──────── Source excerpt ────────
The following algorithm is an alternative to this.
Let there be N vectors (yi,xi1,xi2,...,xip)' with i=1,...,N.
yi is the value of the independent variable and
xi1,...,xip are the values of the p independent variables (X1),...,(Xp).
y. denotes the arithmetic mean value of the yi,
x.j denotes the arithmetic mean value of the independent variable Xj with j=1,...,p,
(XY) denotes the vector of the sums of products
(xij-x.j) ( yi-y.) over i=1,...,N for j=1,...,p,
(XX) denotes the matrix of sums of squares and products (xij-x.j)(xik-x.k)
over i=1,...,N for j=1,...,p and k=1,...,p.
The solution of the system of linear equations
(2) (XX) (?) = (XY)
delivers the GAUSS-MARKOV solution of the regression problem, which is a solution without selection of variables. In our algorithm (CWA) we use an iterative procedure comparable to the GAUSS-SEIDEL algorithm. The three main ideas are (Cierzynski & v. Weber 1990):
i) In each step of iteration we only change that coefficient bk which optimizes the convergence in some
sense.
ii) Using a damping factor d<<1, e.g. d=0.1, we want toprevent the overswing of the
intermediate solutions.
iii) By a given upper limit m of iteration steps we prevent the inclusion of too much independent
variables into the final model.
Starting with an initial solution (F)=0 for the wanted estimation of the regression coefficients (B) the CWA-algorithm improves (F) step by step in such a way that
(3) (XX) (B-F) = (XY) - (XX)(F) = (H)
is converging to the zero vector and (F) to an estimation of (B). At the starting point of the iteration (H) is equal to (XY). In each step of the iteration the univariate regression coefficients of the residues
(4) Uj = Hj / (XX)jj for j=1,...,p
and the corresponding shares in the sum of squared residues
(5) Vj = Uj Hj for j=1,...,p
are computed. CWA seeks the solution in direction of the maximal Vj. Let q be the index of the Vj with the greatest absolute value. The q-th component of (F) is improved by
(6) F'q = Fq + d Uq.
Here the damping factor d is a positive number within the interval (0,1), e.g. 0.1. Then the new H'j are calculated by
(7) H'j = Hj - d Uq (XX)jq for j=1,...,p.
The value d=0.1 we used in most cases. But we propose some greater value (0.2 or 0.3) to save computer time if the number of X-variables exceeds 100.
We remark that we can also iterate a 'pseudoinverse' of the `correlation matrix` (Cxx) which is defined by its elements
(Cxx)jr = (XX)jr / (Wj Wr)
where the Wj are the square roots of the diagonal elements (XX)jj of (XX). That is, (Cxx)jr can be interpreted as the correlation coefficients between the (deterministic) Variables Xj and Xr. The 'pseudoinverse' will be computed simultaneously and analoguously to the estimation of the regression coefficients. Starting with
(8) (I) - (Cxx) (C) = (D).
────────
■ Short task 1 ■
From the regression algorithm excerpt, copy out the passage starting at "yi is the value" and ending at "j=1,...,p and k=1,...,p.".
■ Short task 2 ■
Answer these questions using the regression algorithm excerpt:
(a) What value of the damping factor d was used in most cases?
(b) At the starting point of the iteration, what is (H) equal to?
(c) Which values of d are proposed when the number of X-variables exceeds 100?
──────── Data entries ────────
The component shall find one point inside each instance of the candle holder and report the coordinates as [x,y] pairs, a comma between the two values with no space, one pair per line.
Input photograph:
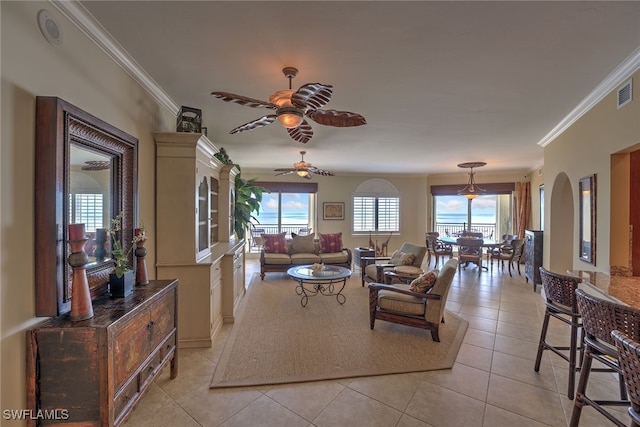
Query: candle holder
[81,306]
[140,253]
[101,238]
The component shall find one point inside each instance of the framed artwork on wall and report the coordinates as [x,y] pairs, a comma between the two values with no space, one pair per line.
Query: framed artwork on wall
[333,210]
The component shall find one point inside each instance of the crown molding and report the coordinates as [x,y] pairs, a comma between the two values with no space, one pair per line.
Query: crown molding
[622,72]
[81,18]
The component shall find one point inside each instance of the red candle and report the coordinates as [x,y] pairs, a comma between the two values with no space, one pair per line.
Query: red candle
[101,233]
[76,232]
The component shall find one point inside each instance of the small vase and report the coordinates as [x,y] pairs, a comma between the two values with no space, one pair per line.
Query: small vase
[121,287]
[141,265]
[101,238]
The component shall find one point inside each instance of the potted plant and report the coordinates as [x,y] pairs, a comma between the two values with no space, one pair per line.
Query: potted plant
[247,201]
[121,280]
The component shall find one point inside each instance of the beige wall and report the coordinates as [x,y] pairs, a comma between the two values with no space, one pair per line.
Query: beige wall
[588,147]
[80,73]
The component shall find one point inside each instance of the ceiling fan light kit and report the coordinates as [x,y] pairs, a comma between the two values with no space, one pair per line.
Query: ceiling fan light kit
[471,190]
[292,106]
[303,169]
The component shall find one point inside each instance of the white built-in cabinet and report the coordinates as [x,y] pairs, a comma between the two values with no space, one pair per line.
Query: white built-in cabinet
[195,242]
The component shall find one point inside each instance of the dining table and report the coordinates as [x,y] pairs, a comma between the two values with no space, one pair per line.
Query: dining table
[486,243]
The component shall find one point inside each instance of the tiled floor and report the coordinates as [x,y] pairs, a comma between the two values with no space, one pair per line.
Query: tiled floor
[492,383]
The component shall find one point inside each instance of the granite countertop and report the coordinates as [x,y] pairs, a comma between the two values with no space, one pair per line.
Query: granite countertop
[620,288]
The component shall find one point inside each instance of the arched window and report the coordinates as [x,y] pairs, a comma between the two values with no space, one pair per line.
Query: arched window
[376,207]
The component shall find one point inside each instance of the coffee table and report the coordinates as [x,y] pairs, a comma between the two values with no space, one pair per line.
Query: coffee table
[323,282]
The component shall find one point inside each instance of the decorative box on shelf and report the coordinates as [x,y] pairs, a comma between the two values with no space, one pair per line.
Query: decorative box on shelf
[189,120]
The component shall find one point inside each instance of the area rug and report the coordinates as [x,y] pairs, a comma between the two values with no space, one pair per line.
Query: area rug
[275,340]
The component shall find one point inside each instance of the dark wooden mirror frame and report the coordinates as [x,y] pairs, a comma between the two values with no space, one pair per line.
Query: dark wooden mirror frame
[587,196]
[58,124]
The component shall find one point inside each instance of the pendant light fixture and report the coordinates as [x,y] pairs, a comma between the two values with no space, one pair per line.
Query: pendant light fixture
[471,190]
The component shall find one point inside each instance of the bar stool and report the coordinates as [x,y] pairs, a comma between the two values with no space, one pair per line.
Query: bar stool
[599,318]
[629,361]
[559,291]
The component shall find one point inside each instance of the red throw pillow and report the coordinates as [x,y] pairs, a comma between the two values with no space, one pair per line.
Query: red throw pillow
[331,242]
[275,243]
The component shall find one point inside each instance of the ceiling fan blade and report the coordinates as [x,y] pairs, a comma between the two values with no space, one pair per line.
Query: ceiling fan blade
[243,100]
[312,96]
[313,169]
[336,118]
[302,133]
[258,123]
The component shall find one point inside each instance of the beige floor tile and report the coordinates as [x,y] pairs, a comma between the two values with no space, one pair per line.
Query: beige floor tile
[518,347]
[498,417]
[443,407]
[392,390]
[351,408]
[463,379]
[527,400]
[265,412]
[521,369]
[480,338]
[306,399]
[474,356]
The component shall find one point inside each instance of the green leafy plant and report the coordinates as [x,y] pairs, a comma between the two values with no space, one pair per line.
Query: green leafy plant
[247,201]
[117,251]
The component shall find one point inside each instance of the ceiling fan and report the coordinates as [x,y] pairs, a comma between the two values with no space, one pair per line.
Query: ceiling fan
[303,169]
[291,106]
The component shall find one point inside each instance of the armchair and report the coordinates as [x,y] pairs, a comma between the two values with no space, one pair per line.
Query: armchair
[470,250]
[373,268]
[398,304]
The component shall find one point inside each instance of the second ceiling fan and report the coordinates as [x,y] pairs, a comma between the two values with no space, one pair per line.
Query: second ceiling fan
[303,169]
[291,106]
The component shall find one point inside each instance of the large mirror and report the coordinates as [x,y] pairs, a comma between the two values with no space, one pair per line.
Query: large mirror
[86,172]
[587,244]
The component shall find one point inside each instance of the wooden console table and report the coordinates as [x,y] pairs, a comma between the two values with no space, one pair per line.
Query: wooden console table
[622,289]
[94,371]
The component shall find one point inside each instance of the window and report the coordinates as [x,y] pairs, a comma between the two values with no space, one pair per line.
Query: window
[490,213]
[376,207]
[87,210]
[376,214]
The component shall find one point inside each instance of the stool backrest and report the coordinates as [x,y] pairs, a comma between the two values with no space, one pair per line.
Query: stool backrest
[560,288]
[601,317]
[629,362]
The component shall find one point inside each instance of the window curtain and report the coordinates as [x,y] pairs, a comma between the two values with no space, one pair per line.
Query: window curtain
[522,208]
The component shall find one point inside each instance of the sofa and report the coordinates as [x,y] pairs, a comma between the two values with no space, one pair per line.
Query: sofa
[278,253]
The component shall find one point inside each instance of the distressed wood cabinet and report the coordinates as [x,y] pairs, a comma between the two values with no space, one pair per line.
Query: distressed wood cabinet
[98,369]
[532,256]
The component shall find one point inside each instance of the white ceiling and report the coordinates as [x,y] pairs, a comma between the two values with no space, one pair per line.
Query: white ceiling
[439,83]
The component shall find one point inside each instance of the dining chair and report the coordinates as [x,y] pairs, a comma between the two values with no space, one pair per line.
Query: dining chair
[437,247]
[470,251]
[629,362]
[599,319]
[561,304]
[510,253]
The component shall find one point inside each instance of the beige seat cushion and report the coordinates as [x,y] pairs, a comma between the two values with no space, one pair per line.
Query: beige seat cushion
[400,303]
[407,269]
[275,258]
[334,257]
[303,245]
[309,258]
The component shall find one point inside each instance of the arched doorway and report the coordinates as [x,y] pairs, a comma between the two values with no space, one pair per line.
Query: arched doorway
[561,226]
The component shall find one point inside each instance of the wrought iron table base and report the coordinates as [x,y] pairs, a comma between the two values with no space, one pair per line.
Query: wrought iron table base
[314,288]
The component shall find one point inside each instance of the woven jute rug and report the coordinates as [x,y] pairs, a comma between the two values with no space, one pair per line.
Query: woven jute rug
[275,340]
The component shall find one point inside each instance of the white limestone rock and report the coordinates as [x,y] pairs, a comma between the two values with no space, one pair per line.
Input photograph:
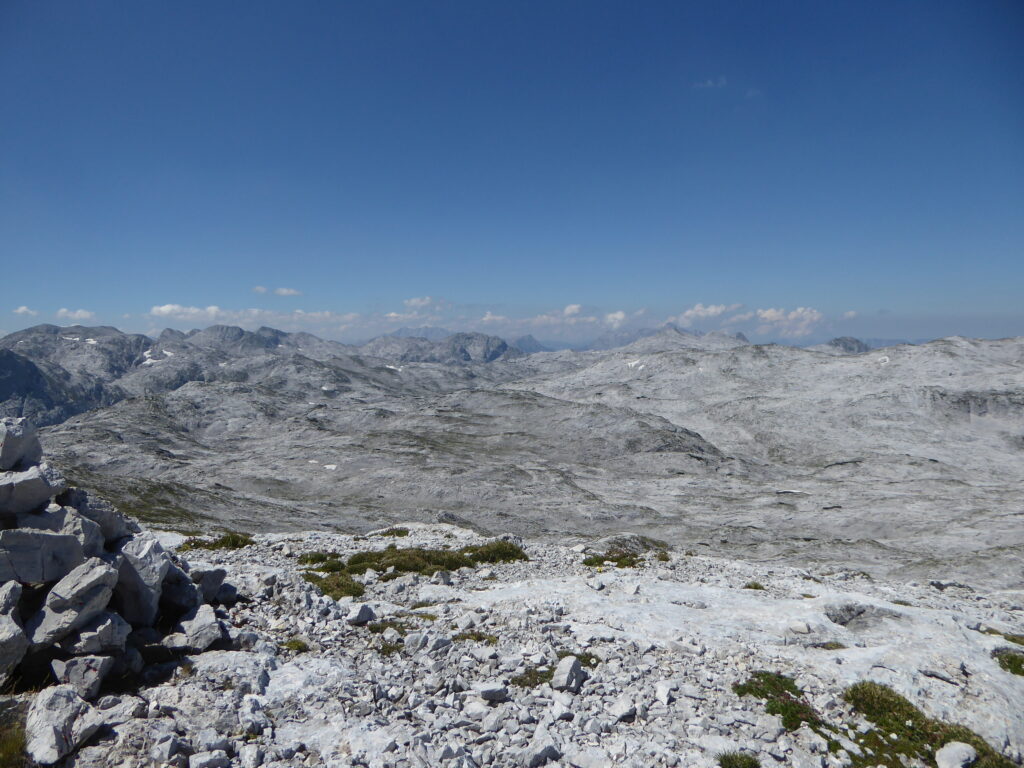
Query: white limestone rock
[58,722]
[38,556]
[19,446]
[140,579]
[74,600]
[13,642]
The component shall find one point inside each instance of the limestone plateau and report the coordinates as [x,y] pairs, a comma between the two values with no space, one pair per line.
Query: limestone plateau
[258,548]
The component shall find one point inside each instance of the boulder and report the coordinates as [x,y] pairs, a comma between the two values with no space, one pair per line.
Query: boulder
[955,755]
[198,631]
[58,722]
[84,674]
[113,524]
[359,614]
[19,446]
[208,579]
[74,600]
[13,641]
[66,520]
[178,594]
[140,580]
[104,633]
[569,675]
[38,556]
[24,492]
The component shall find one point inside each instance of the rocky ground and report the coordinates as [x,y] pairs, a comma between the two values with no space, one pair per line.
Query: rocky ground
[454,669]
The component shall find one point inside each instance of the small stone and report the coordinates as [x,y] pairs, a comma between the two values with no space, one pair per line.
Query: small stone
[955,755]
[359,614]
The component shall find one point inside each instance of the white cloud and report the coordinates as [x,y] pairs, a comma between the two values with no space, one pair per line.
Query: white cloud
[791,325]
[699,311]
[419,302]
[719,82]
[615,318]
[75,314]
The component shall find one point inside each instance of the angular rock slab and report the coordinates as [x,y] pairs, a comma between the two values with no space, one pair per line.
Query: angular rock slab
[104,633]
[38,556]
[13,641]
[58,722]
[73,601]
[141,579]
[24,492]
[198,631]
[18,444]
[84,674]
[569,675]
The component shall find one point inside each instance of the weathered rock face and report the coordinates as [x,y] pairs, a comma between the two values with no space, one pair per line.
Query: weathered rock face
[84,576]
[78,597]
[38,556]
[58,721]
[18,444]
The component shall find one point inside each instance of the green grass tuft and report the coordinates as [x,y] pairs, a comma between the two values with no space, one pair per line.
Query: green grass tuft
[782,696]
[335,586]
[229,540]
[1011,660]
[904,732]
[736,760]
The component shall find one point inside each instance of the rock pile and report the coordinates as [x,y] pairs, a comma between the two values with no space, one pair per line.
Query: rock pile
[89,600]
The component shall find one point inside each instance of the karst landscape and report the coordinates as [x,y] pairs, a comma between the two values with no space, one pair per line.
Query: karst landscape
[235,548]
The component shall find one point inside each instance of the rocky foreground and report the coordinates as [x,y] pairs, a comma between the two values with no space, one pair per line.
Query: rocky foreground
[430,645]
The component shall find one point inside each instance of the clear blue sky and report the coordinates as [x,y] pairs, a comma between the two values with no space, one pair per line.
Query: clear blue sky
[511,161]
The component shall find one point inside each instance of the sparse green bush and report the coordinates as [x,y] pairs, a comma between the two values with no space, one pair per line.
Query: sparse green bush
[12,747]
[335,586]
[782,696]
[1011,660]
[494,552]
[229,540]
[904,732]
[736,760]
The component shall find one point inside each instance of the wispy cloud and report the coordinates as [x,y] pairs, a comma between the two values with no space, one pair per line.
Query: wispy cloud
[793,325]
[75,314]
[719,82]
[615,318]
[698,311]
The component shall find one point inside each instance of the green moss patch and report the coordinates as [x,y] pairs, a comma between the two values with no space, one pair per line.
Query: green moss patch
[736,760]
[782,697]
[904,732]
[229,540]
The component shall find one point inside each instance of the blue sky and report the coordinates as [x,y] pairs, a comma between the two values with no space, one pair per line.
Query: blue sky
[794,170]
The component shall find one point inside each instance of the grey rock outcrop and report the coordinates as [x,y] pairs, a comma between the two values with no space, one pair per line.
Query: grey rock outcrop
[13,641]
[18,444]
[74,600]
[58,722]
[38,556]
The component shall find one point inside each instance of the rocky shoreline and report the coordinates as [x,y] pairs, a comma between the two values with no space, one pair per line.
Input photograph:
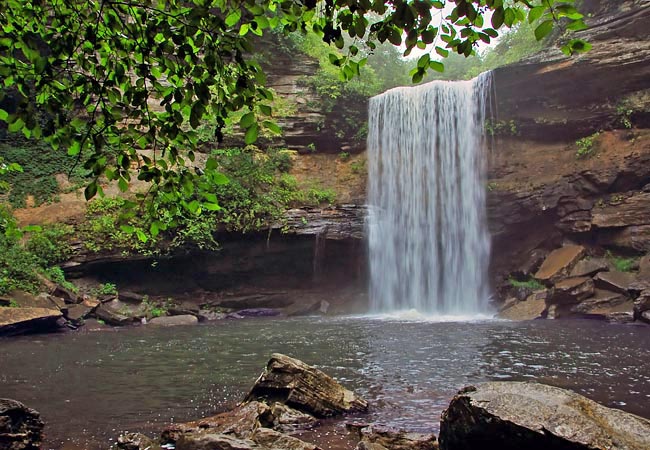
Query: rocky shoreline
────────
■ Complete response 1 ■
yi is the value of the independent variable and
xi1,...,xip are the values of the p independent variables (X1),...,(Xp).
y. denotes the arithmetic mean value of the yi,
x.j denotes the arithmetic mean value of the independent variable Xj with j=1,...,p,
(XY) denotes the vector of the sums of products
(xij-x.j) ( yi-y.) over i=1,...,N for j=1,...,p,
(XX) denotes the matrix of sums of squares and products (xij-x.j)(xik-x.k)
over i=1,...,N for j=1,...,p and k=1,...,p.

■ Complete response 2 ■
(a) 0.1
(b) (XY)
(c) 0.2 or 0.3